REQUIRED WORK →
What do the lines say from the one containing "Task: place one pin on each instance of the rainbow" to the end of the records? Restate them word for word, and only those.

Dataset rows on where objects appear:
[start]

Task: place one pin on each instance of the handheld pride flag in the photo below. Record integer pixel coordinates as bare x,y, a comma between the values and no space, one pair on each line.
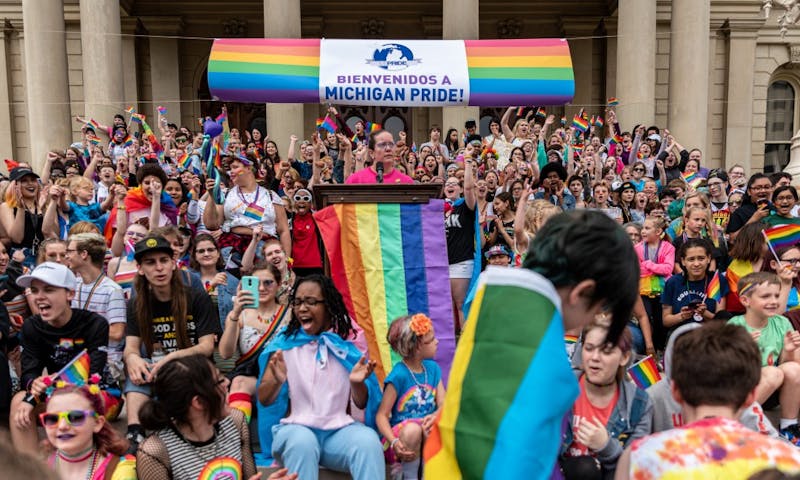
489,421
76,372
644,373
783,236
713,289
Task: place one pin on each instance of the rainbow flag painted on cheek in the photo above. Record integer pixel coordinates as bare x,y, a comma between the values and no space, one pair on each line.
644,373
390,260
509,388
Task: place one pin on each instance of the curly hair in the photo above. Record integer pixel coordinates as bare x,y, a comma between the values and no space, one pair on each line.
334,306
107,440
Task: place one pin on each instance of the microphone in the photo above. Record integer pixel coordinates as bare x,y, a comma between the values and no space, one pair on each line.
379,171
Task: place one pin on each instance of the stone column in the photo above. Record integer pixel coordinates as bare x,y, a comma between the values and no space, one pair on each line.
459,22
7,143
636,62
282,20
739,114
101,46
688,72
165,77
582,52
46,80
130,86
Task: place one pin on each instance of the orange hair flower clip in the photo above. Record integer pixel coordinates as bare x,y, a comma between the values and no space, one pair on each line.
420,324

[end]

EXERCISE RESPONSE →
Task: place one pin on each instance of the rainbow flag painted on cheek in the photo above. Record integer pixel coordinates as bare x,y, a comma between the values and no space, one pair on each line.
644,373
390,260
509,388
Task: place one pin on each instance of the curly hair in the photo above. Record integer pixel coordinates as bare x,y, a comma between the values and no space, one pair on each line.
334,306
107,440
Task: place one pin on each instance of the microphone in the photo above. Record integer pixel coordinates as bare x,y, a comma between the values and no space, one pair on each line.
379,171
Task: place one pin on each instance of the stone column in the photo above. Record integer pixel coordinates as bare x,y, a comma between the values and no space, one pair on each line.
459,22
7,143
636,62
282,20
739,114
101,46
688,72
165,77
582,52
46,80
130,86
Task: place one pin on each instance of the orange hair flower clip in the photo above. Record integer pixel coordinates as bare x,y, a comma between the values and no space, one pair on each line.
420,324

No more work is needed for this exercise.